Please reproduce each of the following entries exactly.

=== DATA LISTING ===
──────────
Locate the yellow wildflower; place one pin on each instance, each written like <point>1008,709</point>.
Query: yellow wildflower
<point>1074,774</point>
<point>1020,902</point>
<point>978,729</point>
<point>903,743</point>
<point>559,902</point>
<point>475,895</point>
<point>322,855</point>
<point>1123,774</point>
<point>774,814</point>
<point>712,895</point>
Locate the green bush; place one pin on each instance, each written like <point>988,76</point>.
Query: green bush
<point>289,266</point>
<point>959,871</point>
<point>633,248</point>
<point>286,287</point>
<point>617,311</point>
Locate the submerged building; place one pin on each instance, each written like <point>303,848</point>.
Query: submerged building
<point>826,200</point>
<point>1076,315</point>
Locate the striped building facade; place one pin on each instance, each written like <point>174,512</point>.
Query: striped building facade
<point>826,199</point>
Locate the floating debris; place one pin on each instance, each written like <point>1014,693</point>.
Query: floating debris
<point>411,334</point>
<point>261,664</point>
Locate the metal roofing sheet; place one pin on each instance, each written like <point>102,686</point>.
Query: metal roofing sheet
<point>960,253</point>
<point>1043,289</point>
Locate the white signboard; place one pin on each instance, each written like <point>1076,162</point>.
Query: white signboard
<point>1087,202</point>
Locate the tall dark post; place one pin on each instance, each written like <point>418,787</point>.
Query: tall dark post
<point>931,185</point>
──────────
=== SOLUTION FOR THIS PROBLEM ===
Locate the yellow wildflower; place one pin on each instance, each written like <point>1008,709</point>.
Query: yellow wildflower
<point>1074,774</point>
<point>1020,902</point>
<point>978,729</point>
<point>903,743</point>
<point>559,902</point>
<point>475,895</point>
<point>322,855</point>
<point>1123,774</point>
<point>774,814</point>
<point>712,895</point>
Locate the green bush; place one pin on each instance, each written like <point>988,76</point>.
Query: green bush
<point>289,266</point>
<point>959,871</point>
<point>633,248</point>
<point>286,287</point>
<point>617,311</point>
Locate the submerged building; place one pin on each instance, each written like <point>303,848</point>.
Query: submerged building
<point>826,200</point>
<point>1076,315</point>
Locate the striped building facade; place one pin on each instance, each written like <point>174,512</point>.
Query: striped building facade
<point>826,199</point>
Locate the floating debris; place one pin on each instance, each written like <point>1014,693</point>.
Query: floating debris
<point>411,334</point>
<point>261,664</point>
Locate the metal roofing sheet; place one pin on each instance, each written like <point>102,686</point>.
Query: metal roofing sheet
<point>960,253</point>
<point>1043,289</point>
Locate the white signboard; place one pin on each instance, each written like <point>1076,162</point>.
Query: white signboard
<point>1087,202</point>
Locate the tall dark post; place one pin on each instance, each written like <point>418,787</point>.
Query: tall dark post
<point>931,185</point>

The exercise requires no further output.